Document text below:
Maternal anxiety during pregnancy, early childhood linked to hyperactivity in teens
Children born to mothers with anxiety during pregnancy and a few years after birth were more likely to have hyperactivity when they were 16 years old, according to study findings presented at the European College of Neuropsychopharmacology Congress.
“We should be aware that anxiety happens during pregnancy, and to be able to develop tools and support for these mothers,” Blanca Bolea, PhD, assistant professor at the University of Toronto, and previously of the University of Bristol, England, told Healio Primary Care.
Previous studies have found links between maternal stress and depression and long-term health outcomes in offspring, but Bolea and colleagues said their study is the first to identify a link between maternal anxiety and hyperactivity later in life.
In their analysis, the researchers classified women who participated in the Avon Longitudinal Study of Parents and Children as having, low, moderate or high anxiety based on how frequently they reported physical signs of the disorder. The study included 8,725 women who reported anxiety from early pregnancy until their children reached 5 years of age.
Additionally, 3,199 children completed attention tests at 8.5 years of age and a questionnaire that measures hyperactivity and inattention at 16 years of age.
All women who participated in the study experienced an increase in anxiety leading up to delivery, according to the authors.
End of Document text.
Dataset excerpts below:
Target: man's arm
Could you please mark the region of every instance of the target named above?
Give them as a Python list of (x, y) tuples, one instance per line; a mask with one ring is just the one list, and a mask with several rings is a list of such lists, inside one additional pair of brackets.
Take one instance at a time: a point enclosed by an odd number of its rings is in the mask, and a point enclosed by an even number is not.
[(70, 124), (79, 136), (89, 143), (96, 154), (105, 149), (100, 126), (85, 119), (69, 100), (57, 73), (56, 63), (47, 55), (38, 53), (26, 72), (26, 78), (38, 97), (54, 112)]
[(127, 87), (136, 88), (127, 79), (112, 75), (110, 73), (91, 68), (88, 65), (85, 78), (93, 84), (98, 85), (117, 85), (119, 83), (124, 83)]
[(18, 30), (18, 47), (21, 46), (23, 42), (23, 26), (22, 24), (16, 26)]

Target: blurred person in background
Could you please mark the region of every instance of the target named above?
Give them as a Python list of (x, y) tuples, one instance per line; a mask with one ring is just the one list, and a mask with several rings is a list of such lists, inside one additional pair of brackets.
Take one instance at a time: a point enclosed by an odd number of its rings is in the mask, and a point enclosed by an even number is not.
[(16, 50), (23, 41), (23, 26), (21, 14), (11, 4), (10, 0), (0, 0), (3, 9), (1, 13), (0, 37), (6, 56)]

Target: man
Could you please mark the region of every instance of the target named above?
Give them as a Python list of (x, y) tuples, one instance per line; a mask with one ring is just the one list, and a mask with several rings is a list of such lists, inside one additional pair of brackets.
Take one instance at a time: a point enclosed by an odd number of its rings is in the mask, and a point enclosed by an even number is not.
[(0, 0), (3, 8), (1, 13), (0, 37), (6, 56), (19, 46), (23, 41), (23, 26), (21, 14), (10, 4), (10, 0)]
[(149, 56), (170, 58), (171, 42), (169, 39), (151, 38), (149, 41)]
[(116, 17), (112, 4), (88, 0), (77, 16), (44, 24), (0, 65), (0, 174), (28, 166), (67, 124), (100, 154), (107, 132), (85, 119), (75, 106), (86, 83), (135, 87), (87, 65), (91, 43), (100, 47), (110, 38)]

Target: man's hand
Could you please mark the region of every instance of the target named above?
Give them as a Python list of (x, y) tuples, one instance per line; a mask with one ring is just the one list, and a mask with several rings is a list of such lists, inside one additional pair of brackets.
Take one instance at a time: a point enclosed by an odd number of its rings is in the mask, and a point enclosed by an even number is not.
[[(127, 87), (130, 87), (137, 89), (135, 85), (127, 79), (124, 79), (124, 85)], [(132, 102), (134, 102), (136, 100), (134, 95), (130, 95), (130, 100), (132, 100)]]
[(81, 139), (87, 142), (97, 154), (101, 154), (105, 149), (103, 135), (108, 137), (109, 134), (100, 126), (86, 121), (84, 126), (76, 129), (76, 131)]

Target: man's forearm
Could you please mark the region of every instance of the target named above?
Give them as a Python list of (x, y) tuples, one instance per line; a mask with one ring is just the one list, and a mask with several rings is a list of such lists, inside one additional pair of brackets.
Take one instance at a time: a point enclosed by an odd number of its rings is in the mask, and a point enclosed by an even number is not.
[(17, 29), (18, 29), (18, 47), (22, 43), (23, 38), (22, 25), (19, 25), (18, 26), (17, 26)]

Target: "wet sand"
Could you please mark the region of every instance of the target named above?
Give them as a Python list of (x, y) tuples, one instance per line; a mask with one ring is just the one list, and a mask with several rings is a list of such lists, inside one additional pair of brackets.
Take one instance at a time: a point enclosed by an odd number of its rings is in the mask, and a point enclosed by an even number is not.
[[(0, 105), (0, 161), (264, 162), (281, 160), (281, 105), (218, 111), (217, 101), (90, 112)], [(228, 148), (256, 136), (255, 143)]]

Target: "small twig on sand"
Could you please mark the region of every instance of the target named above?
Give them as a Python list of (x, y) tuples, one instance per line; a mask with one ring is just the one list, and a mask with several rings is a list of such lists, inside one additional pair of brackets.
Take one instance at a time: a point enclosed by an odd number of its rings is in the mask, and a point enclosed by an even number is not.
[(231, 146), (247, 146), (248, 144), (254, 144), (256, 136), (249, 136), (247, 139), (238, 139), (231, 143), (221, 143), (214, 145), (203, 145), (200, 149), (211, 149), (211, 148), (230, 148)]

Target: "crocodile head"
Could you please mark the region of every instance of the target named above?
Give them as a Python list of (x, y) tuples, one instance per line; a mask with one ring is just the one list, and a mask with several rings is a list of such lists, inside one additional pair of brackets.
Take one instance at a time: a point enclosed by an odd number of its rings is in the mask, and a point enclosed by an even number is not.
End of Dataset excerpts.
__Required work__:
a – For the article on maternal anxiety and teen hyperactivity, state whether each statement agrees with it: (i) the study included 8,725 women; (ii) the children took attention tests at 16 years of age; (iii) some women in the study had no rise in anxiety before delivery. Answer yes or no for each, quoting the words of the article that decide it.
b – Write out the part of the article on maternal anxiety and teen hyperactivity from "In their analysis, the" up to and including "5 years of age.".
The records are separate material with no connection to the article on maternal anxiety and teen hyperactivity.

__Outputs in order__:
a –
(i) Yes: "The study included 8,725 women who reported anxiety from early pregnancy until their children reached 5 years of age."
(ii) No: "3,199 children completed attention tests at 8.5 years of age"
(iii) No: "All women who participated in the study experienced an increase in anxiety leading up to delivery"

b –
In their analysis, the researchers classified women who participated in the Avon Longitudinal Study of Parents and Children as having, low, moderate or high anxiety based on how frequently they reported physical signs of the disorder. The study included 8,725 women who reported anxiety from early pregnancy until their children reached 5 years of age.